• Task input:

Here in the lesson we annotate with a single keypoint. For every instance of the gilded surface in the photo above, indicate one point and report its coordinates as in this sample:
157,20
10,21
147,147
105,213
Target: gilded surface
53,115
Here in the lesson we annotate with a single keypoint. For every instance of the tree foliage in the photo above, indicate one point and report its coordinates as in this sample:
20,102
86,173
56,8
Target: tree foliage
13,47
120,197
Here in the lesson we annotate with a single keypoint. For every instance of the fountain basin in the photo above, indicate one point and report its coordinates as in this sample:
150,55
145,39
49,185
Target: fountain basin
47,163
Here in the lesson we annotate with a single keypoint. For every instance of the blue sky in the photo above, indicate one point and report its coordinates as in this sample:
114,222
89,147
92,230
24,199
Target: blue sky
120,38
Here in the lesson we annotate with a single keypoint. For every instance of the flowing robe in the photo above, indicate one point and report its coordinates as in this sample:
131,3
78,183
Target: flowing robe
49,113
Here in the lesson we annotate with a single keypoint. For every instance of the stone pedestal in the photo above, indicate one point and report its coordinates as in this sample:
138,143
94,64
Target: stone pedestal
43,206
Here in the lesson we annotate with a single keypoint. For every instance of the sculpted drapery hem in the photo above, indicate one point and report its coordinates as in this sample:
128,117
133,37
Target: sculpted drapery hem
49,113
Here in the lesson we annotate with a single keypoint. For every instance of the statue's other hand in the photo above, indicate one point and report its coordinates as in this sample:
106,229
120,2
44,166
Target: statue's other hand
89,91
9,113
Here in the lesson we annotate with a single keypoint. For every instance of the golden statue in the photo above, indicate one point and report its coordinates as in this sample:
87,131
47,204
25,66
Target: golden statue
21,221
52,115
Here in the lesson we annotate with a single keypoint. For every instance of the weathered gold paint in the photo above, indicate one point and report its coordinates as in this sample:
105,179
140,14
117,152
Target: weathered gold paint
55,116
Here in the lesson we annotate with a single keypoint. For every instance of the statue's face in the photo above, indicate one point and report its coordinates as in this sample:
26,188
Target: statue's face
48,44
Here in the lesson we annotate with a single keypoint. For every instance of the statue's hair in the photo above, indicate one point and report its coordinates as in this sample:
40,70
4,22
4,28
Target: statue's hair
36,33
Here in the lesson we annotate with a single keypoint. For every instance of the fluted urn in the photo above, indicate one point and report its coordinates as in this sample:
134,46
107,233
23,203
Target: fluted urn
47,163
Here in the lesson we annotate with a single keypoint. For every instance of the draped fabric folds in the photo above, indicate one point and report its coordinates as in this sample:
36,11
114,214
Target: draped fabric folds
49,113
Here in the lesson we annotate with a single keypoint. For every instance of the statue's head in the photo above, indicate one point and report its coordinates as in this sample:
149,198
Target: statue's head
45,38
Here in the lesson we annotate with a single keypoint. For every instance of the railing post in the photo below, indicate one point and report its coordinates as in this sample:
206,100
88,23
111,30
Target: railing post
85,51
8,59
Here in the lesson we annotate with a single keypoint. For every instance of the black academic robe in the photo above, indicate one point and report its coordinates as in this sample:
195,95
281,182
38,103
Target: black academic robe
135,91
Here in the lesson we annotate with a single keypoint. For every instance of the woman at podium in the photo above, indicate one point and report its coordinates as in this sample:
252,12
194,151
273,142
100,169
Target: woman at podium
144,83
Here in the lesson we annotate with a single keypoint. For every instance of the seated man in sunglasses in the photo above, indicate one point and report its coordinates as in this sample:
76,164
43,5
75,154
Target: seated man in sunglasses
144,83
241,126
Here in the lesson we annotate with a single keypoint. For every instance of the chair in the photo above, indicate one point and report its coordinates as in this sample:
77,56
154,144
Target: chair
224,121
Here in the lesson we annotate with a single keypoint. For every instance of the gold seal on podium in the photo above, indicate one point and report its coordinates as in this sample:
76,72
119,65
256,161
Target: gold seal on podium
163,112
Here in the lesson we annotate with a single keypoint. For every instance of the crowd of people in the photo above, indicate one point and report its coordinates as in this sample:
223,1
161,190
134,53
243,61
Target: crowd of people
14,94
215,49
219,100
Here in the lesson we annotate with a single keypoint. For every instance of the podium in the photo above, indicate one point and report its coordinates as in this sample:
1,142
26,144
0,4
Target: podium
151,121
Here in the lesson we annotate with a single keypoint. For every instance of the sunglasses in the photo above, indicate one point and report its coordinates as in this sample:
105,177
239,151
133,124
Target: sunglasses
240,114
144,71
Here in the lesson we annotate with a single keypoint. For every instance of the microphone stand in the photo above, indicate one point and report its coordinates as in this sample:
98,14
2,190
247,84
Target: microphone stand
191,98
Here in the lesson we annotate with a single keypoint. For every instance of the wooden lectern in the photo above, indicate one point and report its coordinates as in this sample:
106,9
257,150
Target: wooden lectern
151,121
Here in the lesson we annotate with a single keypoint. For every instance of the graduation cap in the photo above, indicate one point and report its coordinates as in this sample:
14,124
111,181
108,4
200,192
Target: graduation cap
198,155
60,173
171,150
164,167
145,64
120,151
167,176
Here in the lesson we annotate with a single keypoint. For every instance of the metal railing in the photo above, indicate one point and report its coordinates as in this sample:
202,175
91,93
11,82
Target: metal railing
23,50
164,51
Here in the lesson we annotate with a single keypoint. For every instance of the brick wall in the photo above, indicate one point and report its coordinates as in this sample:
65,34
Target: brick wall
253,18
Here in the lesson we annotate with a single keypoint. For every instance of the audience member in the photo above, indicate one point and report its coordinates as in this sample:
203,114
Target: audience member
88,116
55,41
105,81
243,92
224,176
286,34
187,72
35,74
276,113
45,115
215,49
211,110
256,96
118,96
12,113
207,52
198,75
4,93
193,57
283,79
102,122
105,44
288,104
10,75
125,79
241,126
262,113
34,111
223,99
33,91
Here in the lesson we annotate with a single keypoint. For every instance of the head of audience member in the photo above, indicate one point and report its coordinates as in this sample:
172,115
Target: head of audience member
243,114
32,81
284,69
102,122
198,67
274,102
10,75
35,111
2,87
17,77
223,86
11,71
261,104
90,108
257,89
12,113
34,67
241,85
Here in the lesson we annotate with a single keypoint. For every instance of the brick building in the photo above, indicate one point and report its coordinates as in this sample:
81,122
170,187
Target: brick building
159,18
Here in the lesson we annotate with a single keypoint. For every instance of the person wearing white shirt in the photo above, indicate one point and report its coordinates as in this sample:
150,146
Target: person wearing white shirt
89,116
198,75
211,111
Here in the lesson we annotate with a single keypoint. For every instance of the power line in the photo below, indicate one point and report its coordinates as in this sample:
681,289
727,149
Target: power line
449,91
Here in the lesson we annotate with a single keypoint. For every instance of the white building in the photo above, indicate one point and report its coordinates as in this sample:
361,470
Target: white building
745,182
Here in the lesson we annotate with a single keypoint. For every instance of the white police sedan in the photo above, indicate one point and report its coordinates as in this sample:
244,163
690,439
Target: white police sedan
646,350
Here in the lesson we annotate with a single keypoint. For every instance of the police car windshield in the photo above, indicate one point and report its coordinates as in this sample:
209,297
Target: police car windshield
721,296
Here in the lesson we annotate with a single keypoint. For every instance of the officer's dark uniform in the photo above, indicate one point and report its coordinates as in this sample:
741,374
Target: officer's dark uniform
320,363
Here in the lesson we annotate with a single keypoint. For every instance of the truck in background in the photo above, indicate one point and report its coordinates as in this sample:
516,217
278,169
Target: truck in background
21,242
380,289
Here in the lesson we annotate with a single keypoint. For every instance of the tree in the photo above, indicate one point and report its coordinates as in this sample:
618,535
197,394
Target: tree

• Work to complete: Please reproduce the entire listing, exactly as shown.

• Response:
Here in the lesson we annotate with a single keypoint. For every instance of the gilded surface in the photo above, indicate one point and report its coordinates as in this sample:
157,20
10,21
147,147
105,213
Target: gilded surface
53,115
Here in the lesson we annotate with a single keypoint. For every instance of the tree foliage in the photo above, indicate one point and report its coordinates as in this sample:
20,102
86,173
56,8
Target: tree foliage
13,47
120,197
Here in the lesson we annotate with a single keypoint. For every instance of the fountain basin in the photo above, indicate one point and report its coordinates as in this sample:
150,55
145,39
49,185
Target: fountain basin
47,163
Here in the lesson we annotate with a single keypoint. For every instance of the blue sky in the photo above, indicate one point and report its coordinates as in this sample:
114,222
89,147
92,230
24,199
Target: blue sky
120,38
Here in the lesson we annotate with a single keypoint. For every instance of the flowing robe in the photo above, indicate one point and report its coordinates as in this sample:
131,3
78,183
Target: flowing robe
49,113
Here in the lesson we annotate with a single keypoint. For every instance of the stone pedestal in the photo above, indicate one point and report its coordinates as in this sample:
138,143
94,64
Target: stone pedestal
43,206
Here in the lesson we annotate with a single keypoint. For every instance of the sculpted drapery hem in the photo above, indicate one point and report its coordinates as in this sample:
128,117
133,37
Target: sculpted drapery hem
49,113
Here in the lesson we annotate with a single keypoint. For every instance of the statue's other hand in the photo above, indicate one point and report its coordinates as in this sample:
106,229
120,2
44,166
Target: statue's other hand
89,91
9,113
Here in the lesson we annotate with a single keypoint. For every instance of the golden statue in the photo above, indicate one point and report its coordinates as in this sample:
87,131
47,204
25,66
Target: golden statue
21,221
52,115
Here in the lesson we annotate with a single keypoint. For every instance of the weathered gold paint in the photo above, indicate one point and report its coordinates as in this sample:
105,179
140,14
117,152
Target: weathered gold paint
55,116
Here in the lesson we annotate with a single keypoint. For every instance of the statue's face in the photo above, indicate one point and report its coordinates as in this sample:
26,188
Target: statue's face
48,44
Here in the lesson we annotate with a single keypoint. For every instance of the statue's hair in the photo above, indicate one point and report its coordinates as in this sample:
40,70
4,22
4,28
Target: statue's hair
36,33
Here in the lesson we annotate with a single keypoint. For every instance of the fluted urn in the photo above, indicate one point and report its coordinates as in this sample:
134,46
107,233
23,203
Target: fluted urn
47,163
Here in the lesson we annotate with a single keypoint. For every instance of the draped fabric folds in the photo above, indicate one point and report its coordinates as in this sample:
36,11
114,214
Target: draped fabric folds
49,113
Here in the lesson we annotate with a single keypoint. For every instance of the statue's head in the photo above, indicate one point and report its coordinates as in this sample:
149,198
Target: statue's head
45,38
Here in the lesson we annotate with a single keypoint. For every instance of the railing post in the photo below, indicate one point and report its coordinates as in this sample:
206,100
88,23
111,30
Target: railing post
85,51
8,59
Here in the lesson we annotate with a single keypoint. For every instance of the black academic robe in the photo above, indicate one point and report its coordinates as in this sample:
195,95
281,182
38,103
Target: black academic robe
135,91
Here in the lesson we annotate with a single keypoint. For every instance of the woman at podium in the photo above, indicate one point and report its coordinates as in this sample:
252,12
194,151
273,142
100,169
Target: woman at podium
144,83
Here in the lesson we annotate with a single keypoint. For every instance of the seated man in sunglasses in the photo above, indicate one point and report its coordinates as in this sample:
76,164
43,5
75,154
Target: seated man in sunglasses
144,83
241,126
Here in the lesson we annotate with a single keypoint. For every instance of the chair in the photo above, indicate one point and report its coordinates as in this sample:
77,56
154,144
Target: chair
224,121
Here in the lesson we annotate with a single keypoint. For every instance of the gold seal on podium in the photo above, indicate one point and report its coordinates as in this sample:
76,72
119,65
256,161
Target: gold seal on podium
163,112
Here in the lesson we annotate with a single keypoint. For every instance of the crowd of people in the photo above, indicate one point and report its coordinates as in this sample:
223,1
161,190
134,53
243,61
Target: crowd of people
14,94
215,49
219,100
Here in the lesson we annotate with a single keypoint. For every instance of the podium in the photo above, indicate one point and report its coordinates as in this sample:
1,142
26,144
0,4
Target: podium
151,121
Here in the lesson we annotate with a single keypoint. For every instance of the sunglasses in the photo above, indicate one point and report its coordinates as in this sample:
105,177
239,151
133,124
Target: sunglasses
240,114
144,71
Here in the lesson we annotate with a single keypoint. For every instance of the microphone stand in the photo above, indicate one point and report its coordinates as in this sample:
98,14
2,190
247,84
Target: microphone stand
191,98
Here in the lesson we annotate with a single keypoint. For every instance of the wooden lectern in the photo above, indicate one point and report its coordinates as in this sample:
106,9
257,150
Target: wooden lectern
151,121
Here in the lesson we annotate with a single keypoint. For every instance of the graduation cap in the photo above, indicate one point and report its coordinates as in this sample:
14,124
111,181
108,4
200,192
Target: graduation cap
198,155
60,173
171,150
164,167
145,64
120,151
167,176
Here in the lesson we annotate with a single keypoint. For every instance of the metal railing in the photo above, indicate one point and report its coordinates as in this sample:
202,175
91,93
11,82
Target: metal railing
23,50
164,51
Here in the lesson we annotate with a single keypoint. For every instance of the brick wall in the photo above, indicate one point and report its coordinates as in this sample:
65,34
Target: brick wall
253,18
Here in the lesson we annotate with a single keypoint. For every instance of the audience member in the photo above, indicate one point and report its coordinates as in this sample:
203,114
Target: audience member
88,116
55,41
105,81
243,92
224,176
286,34
187,72
35,74
276,113
45,115
215,49
211,110
256,96
118,96
12,113
207,52
198,75
4,93
193,57
283,79
102,122
105,44
288,104
10,75
125,79
241,126
262,113
34,111
223,99
33,91
Here in the lesson we annotate with a single keypoint. For every instance of the head of audience member in the photo above, indicate one point and report its coordinates as in this sample:
172,115
Target: head of audience member
243,114
32,81
284,69
102,122
198,67
274,102
10,75
35,111
2,87
17,77
223,86
11,71
261,104
90,108
257,89
12,113
34,67
241,85
Here in the lesson we annotate with a single keypoint. For every instance of the brick building in the photo above, indicate one point and report its coordinates as in this sample:
81,122
170,187
Target: brick building
159,18
Here in the lesson we annotate with a single keypoint. For every instance of the person wearing white shirt in the photo above, indicate one point and report its coordinates as in this sample:
150,146
Target: person wearing white shirt
89,116
198,75
211,111
Here in the lesson we annotate with a single keypoint. For every instance of the power line in the photo below, indicate one point and report its coordinates as in this sample:
681,289
727,149
Target: power line
449,91
Here in the lesson we annotate with a single keypoint. For every instance of the white building in the photo above, indicate one point and report its coordinates as in this sample:
361,470
Target: white building
745,182
Here in the lesson we annotate with a single keypoint. For every instance of the white police sedan in the photo above, indicate one point and report its coordinates as in this sample:
244,163
690,439
Target: white police sedan
646,350
Here in the lesson we annotate with a single keypoint. For every instance of the police car windshield in the photo above, indicate one point and report its coordinates as in this sample:
209,297
Target: police car windshield
721,296
Here in the lesson we annotate with a single keypoint. For every instance of the officer's dark uniform in the photo above, indicate one point and report its coordinates as in this sample:
741,374
Target: officer's dark uniform
320,363
Here in the lesson we annotate with a single keypoint. For every instance of the truck in background in the photo above, indicate one point and report its coordinates as in this sample:
516,217
278,169
Target: truck in background
21,242
380,289
Here in the lesson we annotate with a single keypoint. For every instance of the tree in the photo above, indicate one point and report its coordinates as in this sample:
618,535
197,394
Target: tree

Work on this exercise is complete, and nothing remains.